- Приведённый отрывок -
Пиросмани ЖЗЛ - Эраст Кузнецов
Шрифт:
Интервал:
Закладка:
До нас не дошел ни один рисунок Пиросманашвили — ни из ранних, ни из поздних (правда, нет свидетельств о том, что он продолжал рисовать в годы зрелого творчества). Известно небольшое число его ранних картин, но точная их датировка затруднительна, а может быть, и вообще немыслима. Кирилл Зданевич, составивший первый перечень произведений художника, так и отнес все 23 сохранившиеся от того времени картины к 1895–1903 годам, не пытаясь датировать точнее.
Новые сложности принесло в его жизнь появление деревенских родственников — сестры и ее мужа. Известие о том, что Пиросманашвили вышел в богачи, дошло до деревни. Родственники ждали помощи. В лавку зачастил зять. Димитра не понравился ему: чужой человек и, конечно, ворует, было бы хорошо его прогнать, а в компаньоны взять кого-то «своего», то есть зятя. Димитра не желал сдаваться и объяснял Пиросманашвили, что родственники высосут из него все. Каждый тянул в свою сторону и обвинял другого. То и дело вспыхивали ссоры. В лавке становилось все тошнее, хотелось убежать куда угодно. Он старался, чтобы всем вокруг было хорошо, а получалось плохо. Он готов был поверить каждому, кого слушал, потом обнаруживал, что другой говорит так же искренне и убедительно, и раздражался, не хотел уже никому верить и разбираться в дрязгах.
Он любил сестру, не раз делал подарки ей и детям. Вспоминают, что он дал приданое своим племянницам — может быть; а может быть, это запоздалая попытка как-то приукрасить человека. Во всяком случае, он был готов помочь и помогал, как бы ни были противны бесконечные разговоры о деньгах, подобострастно-бесцеремонные намеки на его «богатство».

- Задания -
(A) Выпишите из отрывка о Пиросмани фрагмент, начиная со слов «Пиросмани ЖЗЛ - Эраст» и вплоть до слов «пытаясь датировать точнее.», без единого изменения.
(B) Подсчитайте, в скольких строках записей встречается слово «windshield». В ответе укажите только число.

- Исходные материалы -
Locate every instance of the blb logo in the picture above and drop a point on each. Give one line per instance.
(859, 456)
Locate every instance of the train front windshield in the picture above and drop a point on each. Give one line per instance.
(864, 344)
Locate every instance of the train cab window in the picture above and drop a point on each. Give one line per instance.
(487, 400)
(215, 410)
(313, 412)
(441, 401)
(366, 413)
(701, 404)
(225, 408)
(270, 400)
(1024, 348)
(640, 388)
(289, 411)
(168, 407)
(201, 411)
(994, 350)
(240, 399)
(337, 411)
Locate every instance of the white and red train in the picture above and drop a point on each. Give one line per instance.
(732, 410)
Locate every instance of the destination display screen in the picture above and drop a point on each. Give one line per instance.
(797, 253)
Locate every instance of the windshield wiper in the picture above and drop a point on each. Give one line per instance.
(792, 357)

...

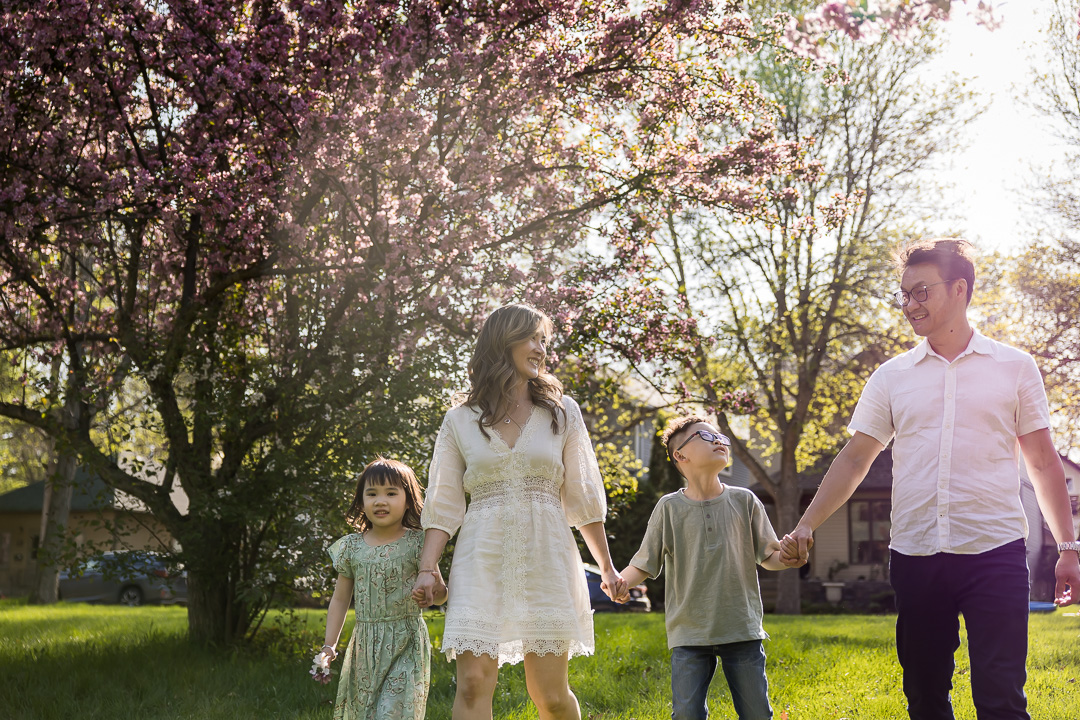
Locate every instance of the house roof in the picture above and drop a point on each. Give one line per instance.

- Ответы -
(A)
Пиросмани ЖЗЛ - Эраст Кузнецов
Шрифт:
Интервал:
Закладка:
До нас не дошел ни один рисунок Пиросманашвили — ни из ранних, ни из поздних (правда, нет свидетельств о том, что он продолжал рисовать в годы зрелого творчества). Известно небольшое число его ранних картин, но точная их датировка затруднительна, а может быть, и вообще немыслима. Кирилл Зданевич, составивший первый перечень произведений художника, так и отнес все 23 сохранившиеся от того времени картины к 1895–1903 годам, не пытаясь датировать точнее.

(B) 2